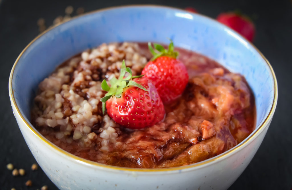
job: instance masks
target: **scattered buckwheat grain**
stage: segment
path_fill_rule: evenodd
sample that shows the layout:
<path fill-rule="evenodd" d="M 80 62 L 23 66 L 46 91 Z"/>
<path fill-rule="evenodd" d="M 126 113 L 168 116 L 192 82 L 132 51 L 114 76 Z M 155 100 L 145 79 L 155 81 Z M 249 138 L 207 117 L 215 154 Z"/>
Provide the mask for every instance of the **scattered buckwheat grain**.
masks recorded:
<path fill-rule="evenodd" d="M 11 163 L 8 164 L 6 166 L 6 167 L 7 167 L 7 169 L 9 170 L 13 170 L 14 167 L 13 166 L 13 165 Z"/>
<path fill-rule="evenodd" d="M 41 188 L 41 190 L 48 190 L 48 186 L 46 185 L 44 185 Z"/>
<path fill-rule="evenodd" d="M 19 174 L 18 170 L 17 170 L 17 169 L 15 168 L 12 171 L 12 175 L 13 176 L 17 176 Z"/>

★ ★ ★ ★ ★

### Stated goal
Reproduce every line of the records except the pictures, requests included, and scale each coordinate in the recorded masks by 2.45, rounding to whole numbers with halves rounded up. Leave the numbers in the requests and in the layout samples as they are.

### Written response
job: instance masks
target: **scattered buckwheat grain**
stage: segment
path_fill_rule: evenodd
sample that shows the layout:
<path fill-rule="evenodd" d="M 80 62 L 23 66 L 46 91 Z"/>
<path fill-rule="evenodd" d="M 126 113 L 168 116 L 192 82 L 132 51 L 114 76 Z M 155 100 L 145 79 L 155 81 Z M 249 138 L 207 117 L 215 154 Z"/>
Provide the mask for every instance of the **scattered buckwheat grain**.
masks recorded:
<path fill-rule="evenodd" d="M 27 399 L 20 402 L 15 407 L 15 409 L 17 409 L 17 414 L 22 417 L 32 417 L 34 409 L 32 407 L 32 404 Z"/>
<path fill-rule="evenodd" d="M 100 461 L 100 466 L 118 466 L 118 456 L 113 453 L 108 453 Z"/>
<path fill-rule="evenodd" d="M 47 426 L 44 417 L 42 417 L 42 414 L 37 412 L 29 419 L 29 429 L 32 431 L 42 431 Z"/>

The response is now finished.